start Record excerpts

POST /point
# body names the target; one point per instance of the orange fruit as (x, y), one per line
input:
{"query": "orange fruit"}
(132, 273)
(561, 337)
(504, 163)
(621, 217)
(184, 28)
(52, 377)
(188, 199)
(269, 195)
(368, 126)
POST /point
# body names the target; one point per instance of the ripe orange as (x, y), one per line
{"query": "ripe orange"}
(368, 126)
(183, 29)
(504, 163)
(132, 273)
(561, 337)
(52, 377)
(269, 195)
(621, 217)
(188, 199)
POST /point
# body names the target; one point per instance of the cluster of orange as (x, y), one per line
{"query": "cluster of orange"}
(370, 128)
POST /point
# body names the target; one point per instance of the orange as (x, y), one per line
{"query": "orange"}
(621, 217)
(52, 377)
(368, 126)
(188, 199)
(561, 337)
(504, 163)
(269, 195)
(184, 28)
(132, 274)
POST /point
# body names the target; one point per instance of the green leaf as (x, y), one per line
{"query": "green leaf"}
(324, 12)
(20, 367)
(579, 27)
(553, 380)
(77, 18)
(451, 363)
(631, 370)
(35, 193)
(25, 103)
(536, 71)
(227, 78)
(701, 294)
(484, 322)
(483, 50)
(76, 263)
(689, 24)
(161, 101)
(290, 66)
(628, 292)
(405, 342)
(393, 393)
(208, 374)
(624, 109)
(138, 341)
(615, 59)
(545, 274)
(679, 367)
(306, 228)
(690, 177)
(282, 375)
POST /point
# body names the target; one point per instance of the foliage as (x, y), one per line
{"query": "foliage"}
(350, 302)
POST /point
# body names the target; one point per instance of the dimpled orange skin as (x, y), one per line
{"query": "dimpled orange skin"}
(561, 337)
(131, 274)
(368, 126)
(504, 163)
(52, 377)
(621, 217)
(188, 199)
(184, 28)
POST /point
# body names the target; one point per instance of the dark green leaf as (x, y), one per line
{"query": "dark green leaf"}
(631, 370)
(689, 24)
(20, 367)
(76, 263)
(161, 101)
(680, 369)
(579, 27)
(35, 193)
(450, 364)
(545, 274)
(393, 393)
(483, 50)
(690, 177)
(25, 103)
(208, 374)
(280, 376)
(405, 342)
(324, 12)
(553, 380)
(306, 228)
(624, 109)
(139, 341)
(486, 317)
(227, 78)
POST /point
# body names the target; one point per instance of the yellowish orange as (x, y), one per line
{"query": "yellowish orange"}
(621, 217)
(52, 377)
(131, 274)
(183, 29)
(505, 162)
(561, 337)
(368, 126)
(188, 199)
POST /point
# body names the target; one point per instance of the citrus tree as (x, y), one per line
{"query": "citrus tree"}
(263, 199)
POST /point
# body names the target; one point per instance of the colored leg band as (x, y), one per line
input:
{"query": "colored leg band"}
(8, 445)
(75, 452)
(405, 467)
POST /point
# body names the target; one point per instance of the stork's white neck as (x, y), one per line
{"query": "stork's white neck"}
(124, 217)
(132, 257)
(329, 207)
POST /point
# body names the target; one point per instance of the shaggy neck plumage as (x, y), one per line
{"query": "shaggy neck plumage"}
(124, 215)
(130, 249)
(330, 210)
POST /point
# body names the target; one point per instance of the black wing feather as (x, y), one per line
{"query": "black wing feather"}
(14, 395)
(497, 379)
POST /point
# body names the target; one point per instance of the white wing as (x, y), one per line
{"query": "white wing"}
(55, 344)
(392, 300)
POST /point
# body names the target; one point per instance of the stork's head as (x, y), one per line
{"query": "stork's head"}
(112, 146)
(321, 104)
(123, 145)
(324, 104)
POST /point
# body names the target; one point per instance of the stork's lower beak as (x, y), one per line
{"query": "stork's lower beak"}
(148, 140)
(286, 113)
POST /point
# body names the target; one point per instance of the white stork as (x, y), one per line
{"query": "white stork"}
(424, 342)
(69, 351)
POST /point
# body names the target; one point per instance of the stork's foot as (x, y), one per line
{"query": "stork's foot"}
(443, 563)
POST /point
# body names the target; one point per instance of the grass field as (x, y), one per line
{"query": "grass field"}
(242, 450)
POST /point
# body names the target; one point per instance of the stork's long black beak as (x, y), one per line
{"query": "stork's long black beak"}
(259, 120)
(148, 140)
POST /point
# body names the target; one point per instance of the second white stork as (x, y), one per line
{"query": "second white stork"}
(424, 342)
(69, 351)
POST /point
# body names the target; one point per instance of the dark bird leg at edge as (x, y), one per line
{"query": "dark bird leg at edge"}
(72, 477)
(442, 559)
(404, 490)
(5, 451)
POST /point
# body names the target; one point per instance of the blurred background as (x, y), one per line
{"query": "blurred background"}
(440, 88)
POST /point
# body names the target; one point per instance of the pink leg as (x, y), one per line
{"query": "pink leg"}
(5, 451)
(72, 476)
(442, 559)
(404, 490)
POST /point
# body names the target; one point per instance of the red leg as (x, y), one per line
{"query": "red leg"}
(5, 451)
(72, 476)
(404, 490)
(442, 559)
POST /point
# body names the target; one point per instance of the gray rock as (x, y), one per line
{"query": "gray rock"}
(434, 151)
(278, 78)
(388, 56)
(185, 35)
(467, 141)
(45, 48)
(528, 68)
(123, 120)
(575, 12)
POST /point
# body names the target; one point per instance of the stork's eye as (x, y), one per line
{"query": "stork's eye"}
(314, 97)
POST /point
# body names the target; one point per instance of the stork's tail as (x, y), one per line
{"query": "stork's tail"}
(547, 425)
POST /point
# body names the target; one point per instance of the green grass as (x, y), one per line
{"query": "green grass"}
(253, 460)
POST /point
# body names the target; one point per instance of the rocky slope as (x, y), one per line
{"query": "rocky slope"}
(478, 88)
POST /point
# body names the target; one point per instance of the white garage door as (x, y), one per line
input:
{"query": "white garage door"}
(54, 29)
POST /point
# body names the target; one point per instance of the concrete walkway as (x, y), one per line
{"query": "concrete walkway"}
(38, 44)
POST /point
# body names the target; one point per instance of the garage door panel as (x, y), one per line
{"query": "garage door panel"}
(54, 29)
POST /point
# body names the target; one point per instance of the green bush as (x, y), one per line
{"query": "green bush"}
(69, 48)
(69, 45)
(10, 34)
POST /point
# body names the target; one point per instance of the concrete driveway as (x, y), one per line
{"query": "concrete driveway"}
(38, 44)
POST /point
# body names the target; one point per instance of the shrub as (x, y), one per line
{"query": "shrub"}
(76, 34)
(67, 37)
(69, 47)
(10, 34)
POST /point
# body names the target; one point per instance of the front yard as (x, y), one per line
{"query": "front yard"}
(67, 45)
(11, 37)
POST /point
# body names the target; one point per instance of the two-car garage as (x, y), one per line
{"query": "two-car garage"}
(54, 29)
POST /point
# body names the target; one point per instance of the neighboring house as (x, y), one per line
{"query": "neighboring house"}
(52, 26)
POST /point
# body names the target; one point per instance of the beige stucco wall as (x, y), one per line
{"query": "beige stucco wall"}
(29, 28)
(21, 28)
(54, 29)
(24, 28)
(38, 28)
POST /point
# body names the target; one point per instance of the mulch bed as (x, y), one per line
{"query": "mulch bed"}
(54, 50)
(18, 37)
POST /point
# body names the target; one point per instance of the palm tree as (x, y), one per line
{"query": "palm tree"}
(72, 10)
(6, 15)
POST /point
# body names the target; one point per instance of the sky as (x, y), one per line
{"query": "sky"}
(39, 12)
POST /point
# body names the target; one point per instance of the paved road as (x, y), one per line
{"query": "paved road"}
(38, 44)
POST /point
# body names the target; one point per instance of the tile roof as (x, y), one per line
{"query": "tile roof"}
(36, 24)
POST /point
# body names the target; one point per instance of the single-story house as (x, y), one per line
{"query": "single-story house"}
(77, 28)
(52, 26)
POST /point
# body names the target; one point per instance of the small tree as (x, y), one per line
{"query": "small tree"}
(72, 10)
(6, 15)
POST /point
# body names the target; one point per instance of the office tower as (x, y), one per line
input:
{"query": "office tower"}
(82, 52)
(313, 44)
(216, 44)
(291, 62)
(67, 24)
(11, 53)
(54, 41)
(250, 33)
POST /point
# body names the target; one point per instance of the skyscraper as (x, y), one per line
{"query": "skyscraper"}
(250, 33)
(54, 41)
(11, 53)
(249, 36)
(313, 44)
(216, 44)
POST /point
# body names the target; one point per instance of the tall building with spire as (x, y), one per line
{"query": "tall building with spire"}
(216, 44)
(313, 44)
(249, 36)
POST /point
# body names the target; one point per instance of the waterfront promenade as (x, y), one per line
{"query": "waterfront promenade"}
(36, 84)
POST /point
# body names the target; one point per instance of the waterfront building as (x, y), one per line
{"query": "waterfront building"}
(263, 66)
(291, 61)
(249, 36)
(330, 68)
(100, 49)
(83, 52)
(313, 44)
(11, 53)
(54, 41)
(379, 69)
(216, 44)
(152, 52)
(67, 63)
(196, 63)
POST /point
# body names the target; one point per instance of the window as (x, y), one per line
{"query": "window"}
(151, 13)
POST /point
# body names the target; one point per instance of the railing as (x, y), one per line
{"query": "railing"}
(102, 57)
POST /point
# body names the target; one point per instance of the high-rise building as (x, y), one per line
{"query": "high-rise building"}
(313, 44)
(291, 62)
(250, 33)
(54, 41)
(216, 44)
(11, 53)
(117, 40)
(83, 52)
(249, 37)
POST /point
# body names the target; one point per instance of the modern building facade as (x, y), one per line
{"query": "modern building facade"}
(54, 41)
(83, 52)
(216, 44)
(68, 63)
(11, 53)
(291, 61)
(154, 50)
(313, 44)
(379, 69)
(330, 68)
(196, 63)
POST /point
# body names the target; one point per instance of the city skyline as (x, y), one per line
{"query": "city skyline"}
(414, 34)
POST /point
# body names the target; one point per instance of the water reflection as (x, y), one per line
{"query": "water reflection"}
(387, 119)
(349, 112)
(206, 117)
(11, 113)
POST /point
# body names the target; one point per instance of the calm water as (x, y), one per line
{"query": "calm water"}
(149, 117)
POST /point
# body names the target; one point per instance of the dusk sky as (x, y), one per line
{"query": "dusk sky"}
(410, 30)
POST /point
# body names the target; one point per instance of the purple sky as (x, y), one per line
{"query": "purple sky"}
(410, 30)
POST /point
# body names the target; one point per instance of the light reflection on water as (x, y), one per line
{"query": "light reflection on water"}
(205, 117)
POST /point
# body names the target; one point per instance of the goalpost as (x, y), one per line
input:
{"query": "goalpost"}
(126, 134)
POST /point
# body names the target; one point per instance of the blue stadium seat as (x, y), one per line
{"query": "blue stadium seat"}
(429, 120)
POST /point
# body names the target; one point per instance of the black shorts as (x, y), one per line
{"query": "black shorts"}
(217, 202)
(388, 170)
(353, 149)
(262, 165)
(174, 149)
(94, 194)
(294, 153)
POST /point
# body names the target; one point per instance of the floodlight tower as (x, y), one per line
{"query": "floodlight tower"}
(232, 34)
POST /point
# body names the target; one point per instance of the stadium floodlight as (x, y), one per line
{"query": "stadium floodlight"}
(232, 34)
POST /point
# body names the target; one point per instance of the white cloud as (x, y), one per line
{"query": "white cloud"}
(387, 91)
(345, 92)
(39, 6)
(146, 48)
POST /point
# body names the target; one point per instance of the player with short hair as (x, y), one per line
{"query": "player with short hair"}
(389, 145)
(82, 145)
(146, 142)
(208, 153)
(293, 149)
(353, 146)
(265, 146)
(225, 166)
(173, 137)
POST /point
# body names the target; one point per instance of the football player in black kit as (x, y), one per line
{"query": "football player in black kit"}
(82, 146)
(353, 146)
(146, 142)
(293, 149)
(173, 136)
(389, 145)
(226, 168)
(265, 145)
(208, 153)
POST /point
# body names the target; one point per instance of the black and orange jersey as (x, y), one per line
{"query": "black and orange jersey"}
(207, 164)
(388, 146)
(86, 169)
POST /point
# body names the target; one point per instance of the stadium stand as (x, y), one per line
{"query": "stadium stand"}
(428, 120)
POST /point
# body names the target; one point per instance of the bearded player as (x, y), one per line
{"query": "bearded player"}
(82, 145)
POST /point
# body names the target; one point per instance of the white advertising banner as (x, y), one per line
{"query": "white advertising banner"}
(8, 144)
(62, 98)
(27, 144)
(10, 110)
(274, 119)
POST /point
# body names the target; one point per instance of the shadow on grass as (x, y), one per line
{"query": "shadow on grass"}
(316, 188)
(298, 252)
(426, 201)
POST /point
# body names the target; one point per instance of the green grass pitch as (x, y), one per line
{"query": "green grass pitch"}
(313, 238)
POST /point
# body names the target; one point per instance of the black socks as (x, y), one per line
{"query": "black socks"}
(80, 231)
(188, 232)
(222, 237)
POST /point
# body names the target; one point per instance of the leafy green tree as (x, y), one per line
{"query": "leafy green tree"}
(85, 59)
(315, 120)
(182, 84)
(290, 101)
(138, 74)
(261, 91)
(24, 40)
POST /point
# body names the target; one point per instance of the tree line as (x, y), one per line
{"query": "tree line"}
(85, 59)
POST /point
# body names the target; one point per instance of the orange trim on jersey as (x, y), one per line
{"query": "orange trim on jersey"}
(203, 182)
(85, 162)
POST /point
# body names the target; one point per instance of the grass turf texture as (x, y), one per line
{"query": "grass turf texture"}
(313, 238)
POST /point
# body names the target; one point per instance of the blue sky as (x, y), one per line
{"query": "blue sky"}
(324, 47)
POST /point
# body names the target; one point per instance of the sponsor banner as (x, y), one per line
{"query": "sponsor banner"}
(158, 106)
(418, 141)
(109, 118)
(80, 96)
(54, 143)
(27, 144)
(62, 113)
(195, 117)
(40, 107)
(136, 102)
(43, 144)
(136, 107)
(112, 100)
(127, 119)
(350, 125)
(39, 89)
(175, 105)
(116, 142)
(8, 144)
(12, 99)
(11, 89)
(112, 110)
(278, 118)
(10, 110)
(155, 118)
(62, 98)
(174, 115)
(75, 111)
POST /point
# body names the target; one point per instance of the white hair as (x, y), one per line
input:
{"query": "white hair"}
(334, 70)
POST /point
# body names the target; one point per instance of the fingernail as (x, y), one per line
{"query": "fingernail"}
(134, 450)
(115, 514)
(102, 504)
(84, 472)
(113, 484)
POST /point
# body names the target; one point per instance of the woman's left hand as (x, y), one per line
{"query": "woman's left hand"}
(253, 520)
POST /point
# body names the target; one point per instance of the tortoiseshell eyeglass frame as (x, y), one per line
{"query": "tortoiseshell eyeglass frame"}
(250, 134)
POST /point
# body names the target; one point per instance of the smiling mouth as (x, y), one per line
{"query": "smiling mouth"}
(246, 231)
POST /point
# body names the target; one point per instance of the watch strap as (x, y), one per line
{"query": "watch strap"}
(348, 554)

end Record excerpts

▶ [Exercise aim]
Pick out every line of the material that contains the word "calm", and copy each of those lines in full.

▶ [Output of the exercise]
# body names the target; one point per instance of the calm water as (x, y), one per line
{"query": "calm water"}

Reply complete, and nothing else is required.